Write out the records below once more, exactly as they stand.
--- MATERIAL FOR THIS EXERCISE ---
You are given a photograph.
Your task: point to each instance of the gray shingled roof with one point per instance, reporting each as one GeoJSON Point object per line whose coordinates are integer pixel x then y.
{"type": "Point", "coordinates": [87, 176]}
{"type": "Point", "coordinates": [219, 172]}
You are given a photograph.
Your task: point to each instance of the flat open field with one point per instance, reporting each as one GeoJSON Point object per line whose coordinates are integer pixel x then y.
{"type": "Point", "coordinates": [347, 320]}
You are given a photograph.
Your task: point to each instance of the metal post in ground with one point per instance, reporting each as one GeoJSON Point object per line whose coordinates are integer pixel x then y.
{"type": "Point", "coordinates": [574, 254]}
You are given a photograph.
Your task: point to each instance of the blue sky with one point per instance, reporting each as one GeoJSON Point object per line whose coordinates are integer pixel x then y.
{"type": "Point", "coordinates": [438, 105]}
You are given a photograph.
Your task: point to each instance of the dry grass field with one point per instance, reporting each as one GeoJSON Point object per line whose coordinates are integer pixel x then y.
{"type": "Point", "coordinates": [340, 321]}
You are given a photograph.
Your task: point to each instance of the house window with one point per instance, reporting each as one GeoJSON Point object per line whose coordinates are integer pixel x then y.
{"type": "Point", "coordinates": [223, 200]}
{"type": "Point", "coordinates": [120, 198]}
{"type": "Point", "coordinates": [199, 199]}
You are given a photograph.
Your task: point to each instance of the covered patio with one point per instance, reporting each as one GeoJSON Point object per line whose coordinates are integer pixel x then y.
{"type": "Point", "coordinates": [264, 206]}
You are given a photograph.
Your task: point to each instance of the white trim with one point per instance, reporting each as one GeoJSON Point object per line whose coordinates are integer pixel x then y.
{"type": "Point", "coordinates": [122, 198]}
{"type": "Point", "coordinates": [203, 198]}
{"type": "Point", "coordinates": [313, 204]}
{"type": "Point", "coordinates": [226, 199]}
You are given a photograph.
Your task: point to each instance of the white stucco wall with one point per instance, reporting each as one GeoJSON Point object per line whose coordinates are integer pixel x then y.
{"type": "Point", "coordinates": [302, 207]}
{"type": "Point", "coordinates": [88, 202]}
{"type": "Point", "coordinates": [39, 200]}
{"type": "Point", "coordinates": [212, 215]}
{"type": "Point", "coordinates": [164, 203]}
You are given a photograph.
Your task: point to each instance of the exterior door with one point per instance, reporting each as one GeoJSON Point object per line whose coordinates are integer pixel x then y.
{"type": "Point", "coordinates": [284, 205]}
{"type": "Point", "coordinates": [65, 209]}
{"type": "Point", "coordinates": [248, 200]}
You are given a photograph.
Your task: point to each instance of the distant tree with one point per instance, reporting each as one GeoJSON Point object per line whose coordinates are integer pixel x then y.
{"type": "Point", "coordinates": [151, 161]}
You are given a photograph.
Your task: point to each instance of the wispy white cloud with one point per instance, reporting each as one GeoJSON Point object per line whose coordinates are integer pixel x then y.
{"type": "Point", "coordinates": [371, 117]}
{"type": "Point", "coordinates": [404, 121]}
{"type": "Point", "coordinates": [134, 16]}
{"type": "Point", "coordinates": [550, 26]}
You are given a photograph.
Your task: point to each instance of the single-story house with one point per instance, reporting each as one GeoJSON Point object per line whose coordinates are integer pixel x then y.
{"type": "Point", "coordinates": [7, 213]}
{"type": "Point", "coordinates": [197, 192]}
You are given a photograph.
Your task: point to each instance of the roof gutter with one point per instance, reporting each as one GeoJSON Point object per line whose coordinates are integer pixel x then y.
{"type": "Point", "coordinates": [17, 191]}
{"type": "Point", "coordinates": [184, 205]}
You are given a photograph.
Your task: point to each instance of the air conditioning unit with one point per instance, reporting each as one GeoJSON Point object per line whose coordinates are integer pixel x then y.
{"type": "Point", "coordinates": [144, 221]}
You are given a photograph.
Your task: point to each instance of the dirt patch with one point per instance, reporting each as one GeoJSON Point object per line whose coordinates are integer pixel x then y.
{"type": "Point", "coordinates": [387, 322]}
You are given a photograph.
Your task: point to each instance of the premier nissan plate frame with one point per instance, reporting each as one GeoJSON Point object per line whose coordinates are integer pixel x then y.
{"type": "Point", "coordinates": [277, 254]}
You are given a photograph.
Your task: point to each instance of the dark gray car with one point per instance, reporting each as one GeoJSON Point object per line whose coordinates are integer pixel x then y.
---
• [FULL ANSWER]
You are given a photograph.
Your task: point to each instance of the gray shingled roof with one point per instance, reporting each as one GeoJSON Point object per line whose coordinates are integer pixel x then y.
{"type": "Point", "coordinates": [87, 176]}
{"type": "Point", "coordinates": [219, 172]}
You are given a photograph.
Your task: point to each instance of the flat open field with one point per instance, reporting each as one GeoJSON Point object per line whose coordinates are integer pixel x then y.
{"type": "Point", "coordinates": [347, 320]}
You are given a photograph.
Your task: point to each instance of the metal post in ground with one point per instance, reporting each as one GeoJSON Point object per line whose coordinates are integer pixel x then y.
{"type": "Point", "coordinates": [574, 254]}
You are given a photograph.
Your task: point to each instance of the blue sky with one point per instance, reporting each as one GeoJSON Point object per line whose coordinates are integer pixel x then y.
{"type": "Point", "coordinates": [438, 105]}
You are given a photograph.
Your task: point to each instance of the dry grass field with one point per instance, reporting each as one GeoJSON Point object per line whose coordinates are integer pixel x then y.
{"type": "Point", "coordinates": [340, 321]}
You are given a photograph.
Your task: point to each instance of the house window with one point per instance, reporting each as one GeoJSON Point object per line whose coordinates are integer pixel x then y.
{"type": "Point", "coordinates": [223, 200]}
{"type": "Point", "coordinates": [120, 198]}
{"type": "Point", "coordinates": [199, 199]}
You are given a photograph.
Your task: point to each instance of the covered patio with one point per instance, reporting each as one GeoJSON Point object per line whose coordinates are integer pixel x then y.
{"type": "Point", "coordinates": [264, 206]}
You are given a photograph.
Your task: point to each instance of the white trim with one point per instance, reporting each as one GeoJSON Point object per line whose coordinates are integer pixel x then y.
{"type": "Point", "coordinates": [122, 198]}
{"type": "Point", "coordinates": [203, 198]}
{"type": "Point", "coordinates": [313, 204]}
{"type": "Point", "coordinates": [226, 199]}
You are given a photograph.
Your task: point to each instance of the white stucco wall with one point per instance, reporting each as one GeoJSON Point object per line whose coordinates are integer pixel x then y.
{"type": "Point", "coordinates": [302, 207]}
{"type": "Point", "coordinates": [88, 202]}
{"type": "Point", "coordinates": [39, 200]}
{"type": "Point", "coordinates": [212, 215]}
{"type": "Point", "coordinates": [164, 203]}
You are given a photograph.
Your task: point to each instance of the exterior door with one point per instance, reporting each as one GeoJSON Point object per line whose coordinates are integer pixel x then y.
{"type": "Point", "coordinates": [284, 205]}
{"type": "Point", "coordinates": [65, 209]}
{"type": "Point", "coordinates": [248, 200]}
You are given a photograph.
Your task: point to each instance of the distant tree with one point per instance, reporting each as one GeoJSON Point object per line whose coordinates are integer pixel x then y.
{"type": "Point", "coordinates": [151, 161]}
You are given a photograph.
Your task: point to each instance of the wispy white cloud with one point per instance, reporting each as one GeoJSON Point object per line whose coordinates are integer pixel x then y.
{"type": "Point", "coordinates": [371, 117]}
{"type": "Point", "coordinates": [404, 121]}
{"type": "Point", "coordinates": [134, 16]}
{"type": "Point", "coordinates": [550, 26]}
You are given a photograph.
Your task: point to each instance of the single-story house with one point per instance, reporting each as one GeoJSON Point object per line whose coordinates are integer pixel x then y.
{"type": "Point", "coordinates": [7, 213]}
{"type": "Point", "coordinates": [197, 192]}
You are given a photograph.
Your task: point to each instance of the roof gutter with one point per instance, reporting each as one GeoJSON Point object per line whose coordinates are integer pixel x then y.
{"type": "Point", "coordinates": [17, 191]}
{"type": "Point", "coordinates": [184, 205]}
You are given a photograph.
Your task: point to each instance of the air conditioning unit with one point per instance, reporting each as one GeoJSON Point object per line whose coordinates are integer pixel x then y.
{"type": "Point", "coordinates": [144, 221]}
You are given a photograph.
Your task: point to each instance of the dirt patch with one point per instance, reporting each as one GeoJSON Point object per line whose coordinates are integer pixel x then y.
{"type": "Point", "coordinates": [387, 322]}
You are given a photograph.
Your task: point to each instance of the premier nissan plate frame with one point per instance, reporting each as one GeoJSON Point object per line whose coordinates are integer pixel x then y.
{"type": "Point", "coordinates": [277, 254]}
You are given a photograph.
Your task: point to each instance of the dark gray car with one point per instance, reporting each as one GeoJSON Point object per line whose coordinates are integer pixel x then y.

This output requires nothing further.